## What you are asked to do
Reproduce the entries in full. Exclude all images from the copy.

## The data

Content starts

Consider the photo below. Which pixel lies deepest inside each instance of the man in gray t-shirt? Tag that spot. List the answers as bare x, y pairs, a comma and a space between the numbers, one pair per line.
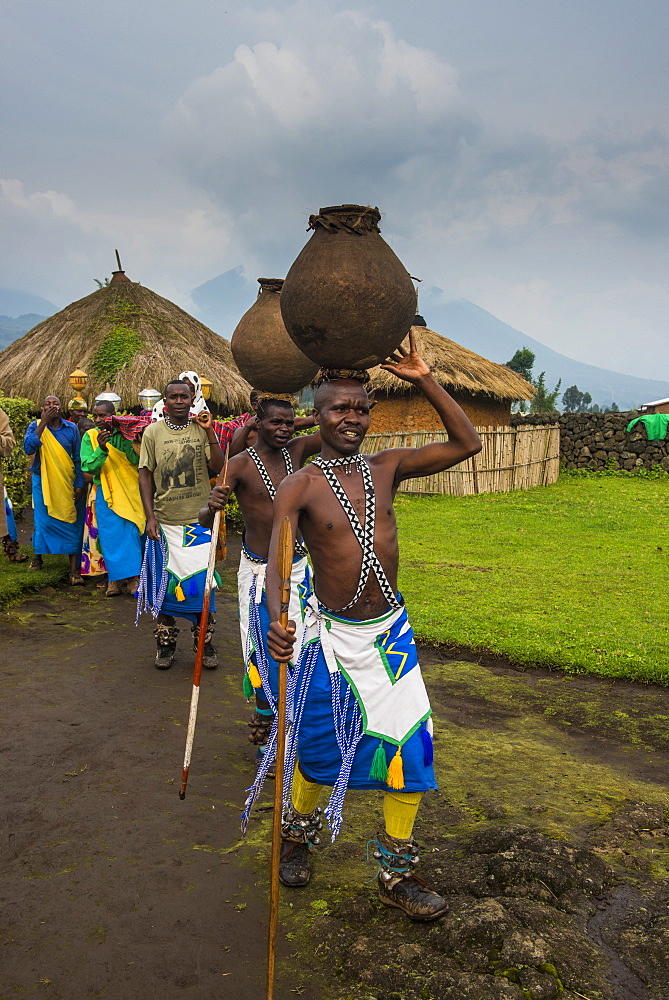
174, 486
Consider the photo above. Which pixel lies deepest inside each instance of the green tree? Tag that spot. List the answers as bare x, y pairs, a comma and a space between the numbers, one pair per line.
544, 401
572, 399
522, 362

Content ends

## Result below
Consider the photo below. Which pixel lies deepest inside each instance of the man in gray t-shirt? Tag that spot. List the answers as bare x, y pairs, a comma and a space between the numbers, one pair per line.
174, 486
Consider the photo above. Which pixel lies deepest inside each instance of the green tree? Tag that spot. List the answers as bare x, y pairs, a comma and a space between the numbers, one pair per line.
544, 401
572, 399
522, 362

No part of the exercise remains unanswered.